··· Secção de texto
Um mês depois de ser eleito, João XXIII escreveu que tinha um programa de trabalho bem decidido e, no seu diário, aponta com satisfação como ao princípio «se difundiu a convicção de que seria um papa provisório, de transição. Pelo contrário, eis-me aqui na vigília do quarto ano de pontificado e com a visão de um robusto programa que há que desenvolver diante do mundo inteiro que observa e espera». O conceito «sinais dos tempos» representou um novo enfoque: acabava-se a Igreja imóvel, conservadora por instinto, ancorada no passado e desconfiada da história, para se converter numa Igreja disposta a repensar os temas e as questões antigas, centrada no serviço ao homem no seu conjunto e na difusão do Evangelho.

João XXIII pôs o acento na sua função de Bispo de Roma. Obviamente, todos estavam conscientes de que o papa tinha esse papel, mas esta função episcopal tinha sido tradicionalmente relegada, transferida para subalternos. Ao tomar posse da sua catedral, S. João de Latrão, explicou que «já não é o príncipe que se adorna com sinais de poder exterior que agora se observa, mas o sacerdote, o pai, o pastor […], que funde na mesma pessoa duas dignidades e duas missões incomparáveis: a de bispo da diocese de Roma e a de pontífice da Igreja universal». Esta atitude sublinhava a importância da função episcopal e das Igrejas locais, dois temas essenciais na vida eclesial, que se convertiam em protagonistas teológicos por causa do concílio e que seriam causa da posterior multiplicação de sínodos diocesanos.
······
··· Material recolhido
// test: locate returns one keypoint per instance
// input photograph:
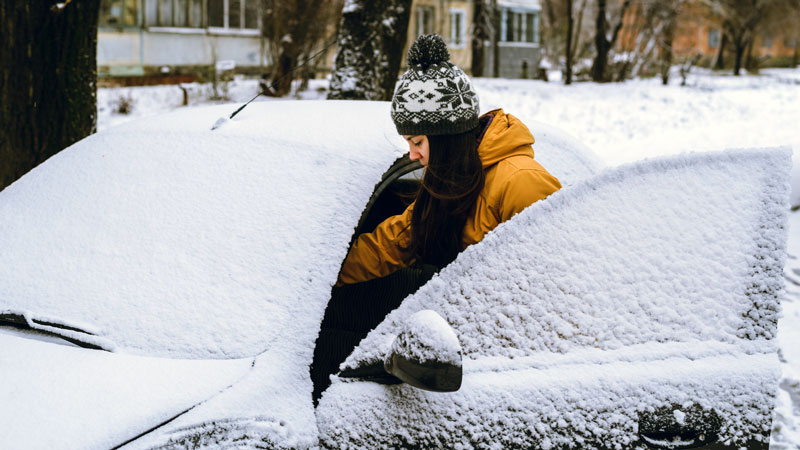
······
Tarefa a realizar> Transcreve integralmente, palavra por palavra, o texto sobre João XXIII apresentado acima.

Resposta esperada>
Um mês depois de ser eleito, João XXIII escreveu que tinha um programa de trabalho bem decidido e, no seu diário, aponta com satisfação como ao princípio «se difundiu a convicção de que seria um papa provisório, de transição. Pelo contrário, eis-me aqui na vigília do quarto ano de pontificado e com a visão de um robusto programa que há que desenvolver diante do mundo inteiro que observa e espera». O conceito «sinais dos tempos» representou um novo enfoque: acabava-se a Igreja imóvel, conservadora por instinto, ancorada no passado e desconfiada da história, para se converter numa Igreja disposta a repensar os temas e as questões antigas, centrada no serviço ao homem no seu conjunto e na difusão do Evangelho.

João XXIII pôs o acento na sua função de Bispo de Roma. Obviamente, todos estavam conscientes de que o papa tinha esse papel, mas esta função episcopal tinha sido tradicionalmente relegada, transferida para subalternos. Ao tomar posse da sua catedral, S. João de Latrão, explicou que «já não é o príncipe que se adorna com sinais de poder exterior que agora se observa, mas o sacerdote, o pai, o pastor […], que funde na mesma pessoa duas dignidades e duas missões incomparáveis: a de bispo da diocese de Roma e a de pontífice da Igreja universal». Esta atitude sublinhava a importância da função episcopal e das Igrejas locais, dois temas essenciais na vida eclesial, que se convertiam em protagonistas teológicos por causa do concílio e que seriam causa da posterior multiplicação de sínodos diocesanos.